Task to carry out ::
Gather every row below that contains the string "long", and copy each one out in full.

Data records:
—————

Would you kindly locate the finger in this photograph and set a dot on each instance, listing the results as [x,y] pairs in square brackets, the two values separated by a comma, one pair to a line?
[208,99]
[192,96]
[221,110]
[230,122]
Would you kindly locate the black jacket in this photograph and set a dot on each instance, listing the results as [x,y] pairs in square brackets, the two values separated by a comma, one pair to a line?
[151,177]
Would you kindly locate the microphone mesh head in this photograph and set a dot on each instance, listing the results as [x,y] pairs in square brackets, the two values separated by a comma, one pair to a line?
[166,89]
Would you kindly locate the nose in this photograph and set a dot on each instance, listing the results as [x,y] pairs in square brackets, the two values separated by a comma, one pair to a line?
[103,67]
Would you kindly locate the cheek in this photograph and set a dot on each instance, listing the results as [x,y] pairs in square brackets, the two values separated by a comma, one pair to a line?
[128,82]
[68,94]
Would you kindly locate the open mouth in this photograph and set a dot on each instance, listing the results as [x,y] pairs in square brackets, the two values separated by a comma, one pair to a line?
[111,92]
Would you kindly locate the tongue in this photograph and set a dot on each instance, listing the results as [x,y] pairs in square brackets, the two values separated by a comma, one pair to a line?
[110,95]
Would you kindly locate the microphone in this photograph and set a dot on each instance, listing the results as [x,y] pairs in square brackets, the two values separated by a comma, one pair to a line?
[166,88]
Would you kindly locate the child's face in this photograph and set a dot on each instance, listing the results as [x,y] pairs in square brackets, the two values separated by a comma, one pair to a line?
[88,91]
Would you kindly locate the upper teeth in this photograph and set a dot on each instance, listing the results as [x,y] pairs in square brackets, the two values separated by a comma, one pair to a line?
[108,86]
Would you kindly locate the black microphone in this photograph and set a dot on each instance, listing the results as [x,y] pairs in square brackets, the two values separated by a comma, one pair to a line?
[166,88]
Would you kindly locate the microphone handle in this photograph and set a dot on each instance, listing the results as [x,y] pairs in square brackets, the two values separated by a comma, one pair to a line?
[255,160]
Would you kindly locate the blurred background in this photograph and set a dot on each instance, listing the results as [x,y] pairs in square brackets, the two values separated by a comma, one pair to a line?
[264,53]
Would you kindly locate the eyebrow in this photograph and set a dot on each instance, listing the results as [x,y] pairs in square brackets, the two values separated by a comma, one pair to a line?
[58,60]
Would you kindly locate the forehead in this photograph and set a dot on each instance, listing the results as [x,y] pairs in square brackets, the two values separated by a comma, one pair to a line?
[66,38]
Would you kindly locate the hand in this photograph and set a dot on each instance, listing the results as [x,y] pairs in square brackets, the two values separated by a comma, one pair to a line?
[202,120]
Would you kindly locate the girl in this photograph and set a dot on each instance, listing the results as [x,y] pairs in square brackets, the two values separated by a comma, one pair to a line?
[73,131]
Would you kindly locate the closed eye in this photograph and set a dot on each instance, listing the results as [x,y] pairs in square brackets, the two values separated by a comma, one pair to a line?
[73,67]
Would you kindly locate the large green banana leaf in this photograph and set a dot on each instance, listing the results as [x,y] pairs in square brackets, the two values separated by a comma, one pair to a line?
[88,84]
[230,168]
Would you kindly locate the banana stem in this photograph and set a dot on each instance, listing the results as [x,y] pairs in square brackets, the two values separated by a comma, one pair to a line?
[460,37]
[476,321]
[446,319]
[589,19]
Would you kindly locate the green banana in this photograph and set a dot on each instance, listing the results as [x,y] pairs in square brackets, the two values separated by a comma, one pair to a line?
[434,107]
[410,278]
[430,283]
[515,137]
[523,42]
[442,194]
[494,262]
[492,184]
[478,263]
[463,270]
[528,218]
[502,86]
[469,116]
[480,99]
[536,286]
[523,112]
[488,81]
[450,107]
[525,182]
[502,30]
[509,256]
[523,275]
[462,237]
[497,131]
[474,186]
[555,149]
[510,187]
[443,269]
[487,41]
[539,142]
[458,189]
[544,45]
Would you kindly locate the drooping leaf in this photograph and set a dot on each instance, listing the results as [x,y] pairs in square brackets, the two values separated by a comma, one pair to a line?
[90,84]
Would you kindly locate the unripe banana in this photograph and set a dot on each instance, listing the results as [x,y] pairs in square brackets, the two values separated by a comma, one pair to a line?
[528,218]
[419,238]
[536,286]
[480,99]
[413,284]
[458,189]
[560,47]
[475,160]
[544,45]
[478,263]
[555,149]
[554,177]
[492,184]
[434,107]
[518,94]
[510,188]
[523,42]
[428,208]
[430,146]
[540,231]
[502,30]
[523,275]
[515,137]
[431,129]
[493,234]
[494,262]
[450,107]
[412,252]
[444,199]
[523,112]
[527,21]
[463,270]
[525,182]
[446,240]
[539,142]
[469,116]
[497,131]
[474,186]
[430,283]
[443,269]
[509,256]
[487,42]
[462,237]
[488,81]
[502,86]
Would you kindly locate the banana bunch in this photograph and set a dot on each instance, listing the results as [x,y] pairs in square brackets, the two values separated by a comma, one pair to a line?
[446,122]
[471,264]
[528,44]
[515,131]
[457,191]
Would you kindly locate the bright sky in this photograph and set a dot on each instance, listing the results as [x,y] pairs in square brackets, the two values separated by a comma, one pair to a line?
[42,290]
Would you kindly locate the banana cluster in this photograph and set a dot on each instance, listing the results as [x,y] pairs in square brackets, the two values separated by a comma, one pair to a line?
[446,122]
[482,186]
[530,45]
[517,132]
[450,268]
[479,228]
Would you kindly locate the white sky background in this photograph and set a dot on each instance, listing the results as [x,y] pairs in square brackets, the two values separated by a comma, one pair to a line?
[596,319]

—————

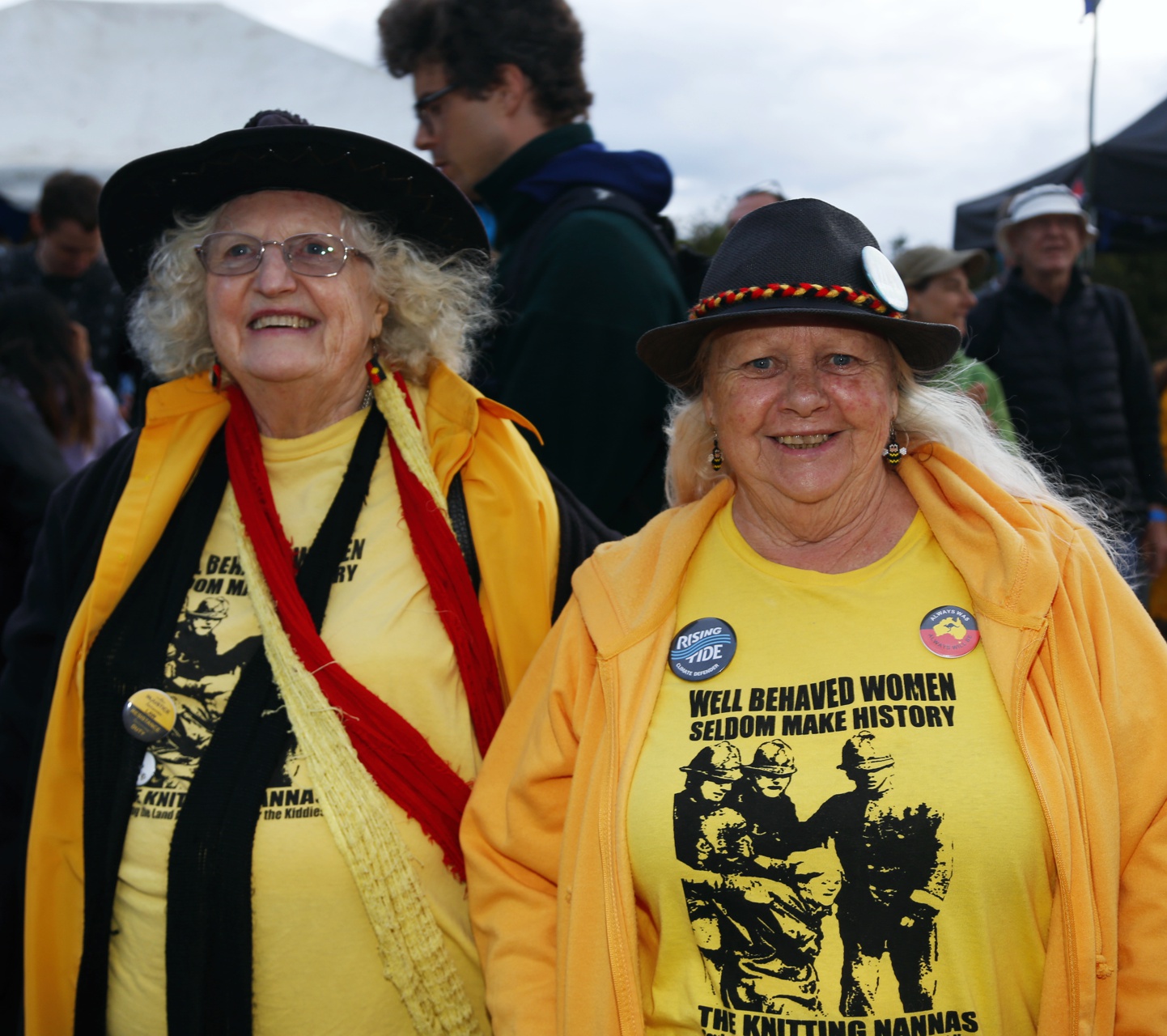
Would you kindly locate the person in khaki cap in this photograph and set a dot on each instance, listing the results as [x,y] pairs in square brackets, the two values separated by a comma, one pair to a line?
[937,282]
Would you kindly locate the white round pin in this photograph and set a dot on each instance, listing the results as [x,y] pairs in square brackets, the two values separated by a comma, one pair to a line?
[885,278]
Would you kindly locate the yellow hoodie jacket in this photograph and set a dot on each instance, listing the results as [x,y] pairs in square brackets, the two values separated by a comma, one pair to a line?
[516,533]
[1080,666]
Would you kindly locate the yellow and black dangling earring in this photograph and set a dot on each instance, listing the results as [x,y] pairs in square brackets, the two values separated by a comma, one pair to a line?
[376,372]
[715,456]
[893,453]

—————

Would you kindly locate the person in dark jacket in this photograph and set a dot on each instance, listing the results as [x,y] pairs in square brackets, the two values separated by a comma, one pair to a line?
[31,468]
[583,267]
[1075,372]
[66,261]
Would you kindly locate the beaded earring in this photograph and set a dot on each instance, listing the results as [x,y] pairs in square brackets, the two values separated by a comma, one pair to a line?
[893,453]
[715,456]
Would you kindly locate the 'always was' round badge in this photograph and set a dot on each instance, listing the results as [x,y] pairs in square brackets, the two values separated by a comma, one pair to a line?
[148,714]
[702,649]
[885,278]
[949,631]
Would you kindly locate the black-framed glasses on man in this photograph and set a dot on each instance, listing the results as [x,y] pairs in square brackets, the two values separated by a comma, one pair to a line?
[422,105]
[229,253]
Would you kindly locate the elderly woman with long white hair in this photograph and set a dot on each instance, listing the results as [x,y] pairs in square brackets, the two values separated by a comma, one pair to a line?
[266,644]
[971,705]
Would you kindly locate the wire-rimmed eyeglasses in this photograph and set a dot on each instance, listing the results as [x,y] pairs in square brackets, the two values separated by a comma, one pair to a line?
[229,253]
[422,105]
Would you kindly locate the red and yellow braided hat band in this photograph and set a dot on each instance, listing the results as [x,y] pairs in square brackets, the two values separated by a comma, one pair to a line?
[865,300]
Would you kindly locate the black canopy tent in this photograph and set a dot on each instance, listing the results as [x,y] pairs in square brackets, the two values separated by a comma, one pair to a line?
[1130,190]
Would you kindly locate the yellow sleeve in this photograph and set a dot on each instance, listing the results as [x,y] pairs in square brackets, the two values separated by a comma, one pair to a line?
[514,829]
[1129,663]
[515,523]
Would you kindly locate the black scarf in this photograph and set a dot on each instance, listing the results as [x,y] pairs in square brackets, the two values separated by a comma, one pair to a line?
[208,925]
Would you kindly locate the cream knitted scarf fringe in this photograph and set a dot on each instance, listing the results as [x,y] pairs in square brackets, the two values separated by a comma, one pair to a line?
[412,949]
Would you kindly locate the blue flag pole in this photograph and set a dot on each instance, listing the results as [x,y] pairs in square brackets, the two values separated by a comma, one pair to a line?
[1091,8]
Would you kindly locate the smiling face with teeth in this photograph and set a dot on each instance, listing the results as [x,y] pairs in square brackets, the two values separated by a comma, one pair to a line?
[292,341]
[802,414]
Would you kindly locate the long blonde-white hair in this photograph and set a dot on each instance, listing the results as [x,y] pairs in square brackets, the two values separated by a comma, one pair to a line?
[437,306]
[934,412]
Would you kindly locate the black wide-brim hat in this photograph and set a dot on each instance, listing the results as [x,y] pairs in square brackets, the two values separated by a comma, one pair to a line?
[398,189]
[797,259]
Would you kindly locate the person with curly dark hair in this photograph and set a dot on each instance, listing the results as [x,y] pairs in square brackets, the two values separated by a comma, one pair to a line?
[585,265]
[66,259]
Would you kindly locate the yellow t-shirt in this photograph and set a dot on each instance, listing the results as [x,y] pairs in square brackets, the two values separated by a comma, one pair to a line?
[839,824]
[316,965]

—————

Answer to this exercise ::
Would you kindly locate the elderly woman with long white hair in this photograph and set a dot on each instance, listing the results as [x,y] pairs in square brackets, the two values separated by a comma, one pair to a line?
Would you kindly locate the long blonde-white hair in this photograph and set a dot on each instance, listing the results as [x,y] pairs in square brackets, the two values separated by a comma, one pair to a line?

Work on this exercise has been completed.